■ WHAT YOU WILL DO
Where does the word "brown" show up in the data? Please find each such line and copy it.

[Stored data entries]

++++++++

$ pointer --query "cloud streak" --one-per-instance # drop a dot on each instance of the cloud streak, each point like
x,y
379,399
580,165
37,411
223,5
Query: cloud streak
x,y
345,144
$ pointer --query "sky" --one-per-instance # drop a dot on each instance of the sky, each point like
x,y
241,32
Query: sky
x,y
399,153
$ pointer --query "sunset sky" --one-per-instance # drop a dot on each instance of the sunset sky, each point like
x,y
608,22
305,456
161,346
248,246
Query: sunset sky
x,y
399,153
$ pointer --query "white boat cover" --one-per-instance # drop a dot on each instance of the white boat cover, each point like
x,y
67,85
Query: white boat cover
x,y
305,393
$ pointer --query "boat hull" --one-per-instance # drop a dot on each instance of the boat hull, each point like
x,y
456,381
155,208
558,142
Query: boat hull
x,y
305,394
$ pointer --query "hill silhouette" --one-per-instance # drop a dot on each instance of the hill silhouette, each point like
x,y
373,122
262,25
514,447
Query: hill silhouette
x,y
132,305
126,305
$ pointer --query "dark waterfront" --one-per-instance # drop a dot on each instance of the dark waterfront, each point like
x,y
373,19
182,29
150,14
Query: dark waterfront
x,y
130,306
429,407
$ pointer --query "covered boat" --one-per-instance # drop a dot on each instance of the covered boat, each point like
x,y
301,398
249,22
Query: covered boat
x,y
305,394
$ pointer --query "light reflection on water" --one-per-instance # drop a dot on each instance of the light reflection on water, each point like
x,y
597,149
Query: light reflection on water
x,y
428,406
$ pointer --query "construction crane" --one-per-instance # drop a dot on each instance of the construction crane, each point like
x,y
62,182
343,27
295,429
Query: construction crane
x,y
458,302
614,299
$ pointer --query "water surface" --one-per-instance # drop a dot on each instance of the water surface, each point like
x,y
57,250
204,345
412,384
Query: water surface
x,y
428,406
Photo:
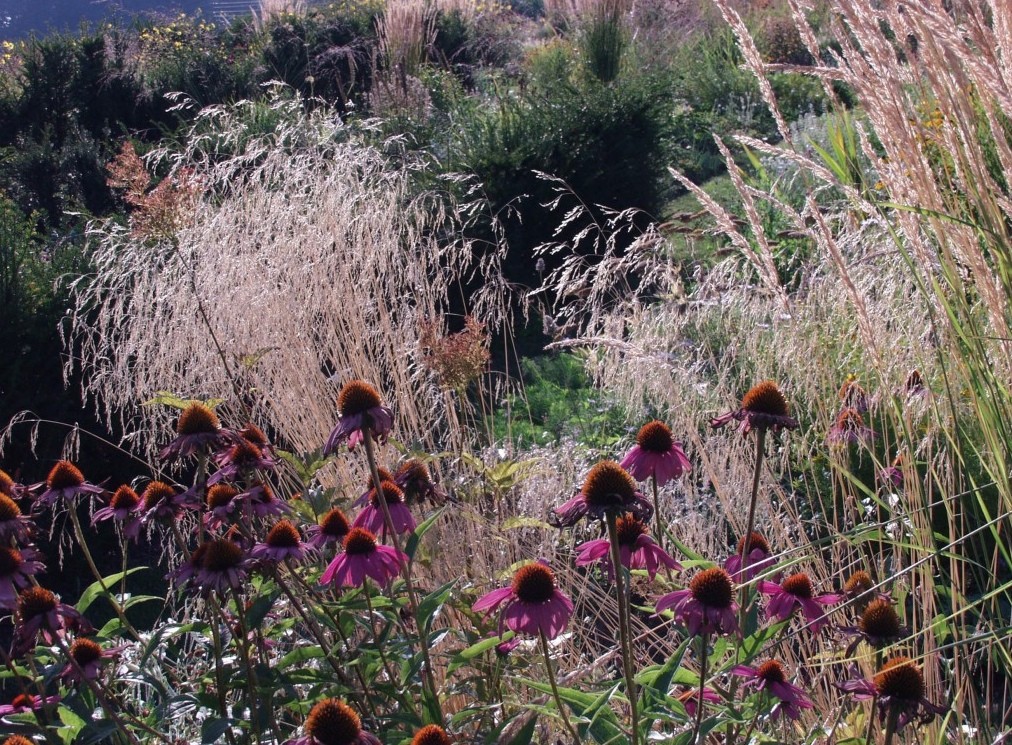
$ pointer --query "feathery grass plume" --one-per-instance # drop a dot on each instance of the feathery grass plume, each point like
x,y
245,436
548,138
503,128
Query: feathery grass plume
x,y
311,261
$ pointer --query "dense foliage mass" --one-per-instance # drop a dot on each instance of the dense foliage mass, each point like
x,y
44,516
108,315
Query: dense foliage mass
x,y
753,488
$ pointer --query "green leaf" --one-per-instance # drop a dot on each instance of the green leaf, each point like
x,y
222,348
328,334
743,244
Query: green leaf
x,y
95,588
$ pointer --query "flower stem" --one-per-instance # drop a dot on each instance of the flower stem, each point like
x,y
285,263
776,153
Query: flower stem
x,y
428,677
623,627
555,687
702,687
750,525
658,522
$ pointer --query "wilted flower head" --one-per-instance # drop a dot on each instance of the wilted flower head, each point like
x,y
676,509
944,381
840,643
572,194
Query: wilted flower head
x,y
371,517
763,407
13,524
637,550
124,507
531,604
333,527
656,453
771,676
16,567
796,590
608,489
759,558
64,482
706,606
898,686
359,407
332,722
197,430
363,557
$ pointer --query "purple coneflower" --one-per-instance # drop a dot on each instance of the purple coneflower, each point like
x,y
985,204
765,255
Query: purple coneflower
x,y
431,735
197,430
16,566
849,428
607,489
637,550
797,590
332,722
656,453
242,459
39,613
222,504
363,498
223,565
771,676
64,482
763,407
371,517
282,544
363,557
759,559
124,507
89,657
22,704
358,406
531,604
899,689
333,527
414,478
13,524
706,606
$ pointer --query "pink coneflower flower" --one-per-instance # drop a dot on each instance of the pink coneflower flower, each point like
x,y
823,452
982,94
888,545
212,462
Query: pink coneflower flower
x,y
223,566
414,478
359,406
763,407
656,453
332,722
531,604
849,428
363,557
637,550
689,698
242,460
898,686
39,613
853,396
607,489
64,482
759,559
13,524
222,504
23,704
197,430
371,517
89,657
706,606
282,544
124,507
797,590
770,676
431,735
16,566
333,527
363,498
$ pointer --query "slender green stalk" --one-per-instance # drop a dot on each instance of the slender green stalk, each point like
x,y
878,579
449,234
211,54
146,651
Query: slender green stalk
x,y
702,686
428,677
623,628
555,688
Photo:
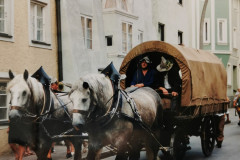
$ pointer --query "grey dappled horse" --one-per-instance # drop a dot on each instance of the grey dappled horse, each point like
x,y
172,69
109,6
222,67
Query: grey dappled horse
x,y
27,102
92,98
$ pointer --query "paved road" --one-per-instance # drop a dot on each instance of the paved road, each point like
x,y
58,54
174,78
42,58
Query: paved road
x,y
230,149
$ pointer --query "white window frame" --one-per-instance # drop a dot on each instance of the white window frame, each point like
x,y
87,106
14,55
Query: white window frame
x,y
140,36
161,31
45,42
206,31
235,38
129,35
7,33
4,80
229,74
88,41
222,31
180,37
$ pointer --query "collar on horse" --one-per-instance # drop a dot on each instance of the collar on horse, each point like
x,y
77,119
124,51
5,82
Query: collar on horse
x,y
45,80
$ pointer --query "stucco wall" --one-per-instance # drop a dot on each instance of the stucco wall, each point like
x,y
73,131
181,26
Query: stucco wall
x,y
4,147
77,59
18,55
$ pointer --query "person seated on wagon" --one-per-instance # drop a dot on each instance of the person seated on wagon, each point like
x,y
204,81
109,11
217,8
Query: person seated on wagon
x,y
168,80
144,76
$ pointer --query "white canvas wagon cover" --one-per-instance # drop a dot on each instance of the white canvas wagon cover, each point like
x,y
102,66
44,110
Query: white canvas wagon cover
x,y
204,78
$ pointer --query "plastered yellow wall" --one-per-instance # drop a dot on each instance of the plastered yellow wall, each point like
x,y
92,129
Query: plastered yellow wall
x,y
18,55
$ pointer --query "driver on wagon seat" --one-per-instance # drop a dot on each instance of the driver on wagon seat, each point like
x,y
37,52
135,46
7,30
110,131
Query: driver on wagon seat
x,y
144,76
168,80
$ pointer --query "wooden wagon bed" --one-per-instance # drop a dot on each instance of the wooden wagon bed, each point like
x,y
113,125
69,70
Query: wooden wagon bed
x,y
204,79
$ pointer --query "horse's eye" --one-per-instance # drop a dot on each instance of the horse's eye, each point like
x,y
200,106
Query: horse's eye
x,y
24,93
84,100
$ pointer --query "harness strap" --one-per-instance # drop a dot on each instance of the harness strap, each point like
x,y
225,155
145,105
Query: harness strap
x,y
144,126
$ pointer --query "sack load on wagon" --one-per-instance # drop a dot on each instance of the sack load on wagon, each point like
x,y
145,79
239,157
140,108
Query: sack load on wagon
x,y
202,92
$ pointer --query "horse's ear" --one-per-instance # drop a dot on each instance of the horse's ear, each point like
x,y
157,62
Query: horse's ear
x,y
25,75
11,75
85,85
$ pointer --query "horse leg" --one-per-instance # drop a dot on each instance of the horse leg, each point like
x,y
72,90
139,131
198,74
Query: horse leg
x,y
121,155
134,152
42,152
94,152
49,155
14,148
69,148
21,151
77,143
152,151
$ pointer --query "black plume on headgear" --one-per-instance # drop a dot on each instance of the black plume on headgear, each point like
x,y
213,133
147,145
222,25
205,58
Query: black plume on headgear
x,y
146,59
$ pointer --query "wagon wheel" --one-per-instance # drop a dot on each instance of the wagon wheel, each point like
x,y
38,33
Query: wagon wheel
x,y
208,137
178,143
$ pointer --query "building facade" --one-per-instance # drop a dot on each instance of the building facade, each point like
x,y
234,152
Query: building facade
x,y
221,33
27,41
83,43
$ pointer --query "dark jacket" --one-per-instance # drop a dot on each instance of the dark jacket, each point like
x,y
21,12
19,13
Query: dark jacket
x,y
147,80
173,79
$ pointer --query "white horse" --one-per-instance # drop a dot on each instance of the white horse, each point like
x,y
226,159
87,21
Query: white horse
x,y
27,112
92,97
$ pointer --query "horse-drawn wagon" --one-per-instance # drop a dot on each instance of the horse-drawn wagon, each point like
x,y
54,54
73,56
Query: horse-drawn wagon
x,y
203,93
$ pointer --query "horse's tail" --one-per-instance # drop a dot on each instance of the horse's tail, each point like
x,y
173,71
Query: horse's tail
x,y
159,117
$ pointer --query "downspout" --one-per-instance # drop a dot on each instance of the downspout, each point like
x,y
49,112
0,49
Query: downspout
x,y
59,40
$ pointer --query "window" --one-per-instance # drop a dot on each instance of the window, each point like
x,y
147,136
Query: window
x,y
180,2
235,39
124,5
161,31
126,37
3,102
2,17
222,30
180,37
6,19
87,31
140,36
40,23
206,31
229,74
109,40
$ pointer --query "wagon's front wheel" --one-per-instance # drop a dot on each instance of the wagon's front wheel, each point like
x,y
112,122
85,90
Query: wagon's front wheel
x,y
178,145
208,138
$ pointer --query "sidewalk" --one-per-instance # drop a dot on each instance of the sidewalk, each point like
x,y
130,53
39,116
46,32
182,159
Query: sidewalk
x,y
60,150
59,154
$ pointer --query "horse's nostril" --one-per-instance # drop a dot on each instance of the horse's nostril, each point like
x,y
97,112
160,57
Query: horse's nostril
x,y
78,127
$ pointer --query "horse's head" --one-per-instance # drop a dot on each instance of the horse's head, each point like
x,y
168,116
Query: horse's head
x,y
20,94
81,98
89,97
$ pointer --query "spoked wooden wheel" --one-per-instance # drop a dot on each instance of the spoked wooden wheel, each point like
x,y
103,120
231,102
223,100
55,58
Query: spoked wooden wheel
x,y
208,138
178,145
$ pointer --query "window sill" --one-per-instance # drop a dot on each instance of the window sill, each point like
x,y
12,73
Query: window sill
x,y
5,35
121,55
206,43
222,43
41,43
180,4
4,124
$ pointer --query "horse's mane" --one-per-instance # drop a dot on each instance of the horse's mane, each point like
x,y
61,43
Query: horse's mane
x,y
35,86
98,84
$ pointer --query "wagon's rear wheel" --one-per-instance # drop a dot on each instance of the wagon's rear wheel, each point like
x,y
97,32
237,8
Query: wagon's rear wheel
x,y
178,145
208,138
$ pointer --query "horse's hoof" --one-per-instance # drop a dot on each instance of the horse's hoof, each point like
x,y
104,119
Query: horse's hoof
x,y
68,155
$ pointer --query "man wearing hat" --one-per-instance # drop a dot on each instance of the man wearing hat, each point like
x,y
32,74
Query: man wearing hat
x,y
168,80
144,76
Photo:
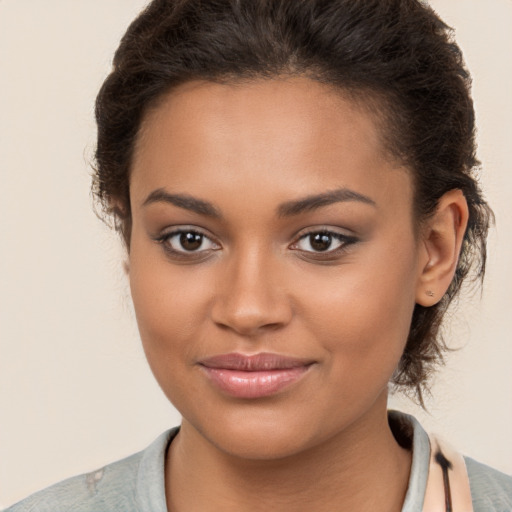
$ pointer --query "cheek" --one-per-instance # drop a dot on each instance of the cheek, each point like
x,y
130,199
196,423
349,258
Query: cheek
x,y
365,326
169,306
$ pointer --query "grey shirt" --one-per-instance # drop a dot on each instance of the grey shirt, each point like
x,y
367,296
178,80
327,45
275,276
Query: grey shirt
x,y
136,484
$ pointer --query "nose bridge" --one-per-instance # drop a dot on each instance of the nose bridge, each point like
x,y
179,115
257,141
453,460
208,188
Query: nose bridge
x,y
251,295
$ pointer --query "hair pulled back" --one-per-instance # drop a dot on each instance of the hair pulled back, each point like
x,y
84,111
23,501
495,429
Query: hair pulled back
x,y
395,56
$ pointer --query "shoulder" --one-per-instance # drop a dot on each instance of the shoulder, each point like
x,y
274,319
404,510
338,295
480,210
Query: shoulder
x,y
116,487
491,490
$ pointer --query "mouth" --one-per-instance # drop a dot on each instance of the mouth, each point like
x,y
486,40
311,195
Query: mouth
x,y
254,376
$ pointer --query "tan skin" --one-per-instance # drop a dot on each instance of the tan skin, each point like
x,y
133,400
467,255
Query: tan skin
x,y
256,283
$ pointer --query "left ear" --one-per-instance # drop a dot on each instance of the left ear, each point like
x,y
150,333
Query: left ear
x,y
441,240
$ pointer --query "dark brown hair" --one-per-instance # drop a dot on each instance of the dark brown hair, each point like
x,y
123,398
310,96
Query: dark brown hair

++++++++

■ SOLVED EXERCISE
$ pointer --query "dark brown hair" --one-per-instance # drop a dot on each instance of the dark brown hair, each point like
Query: dark brown hair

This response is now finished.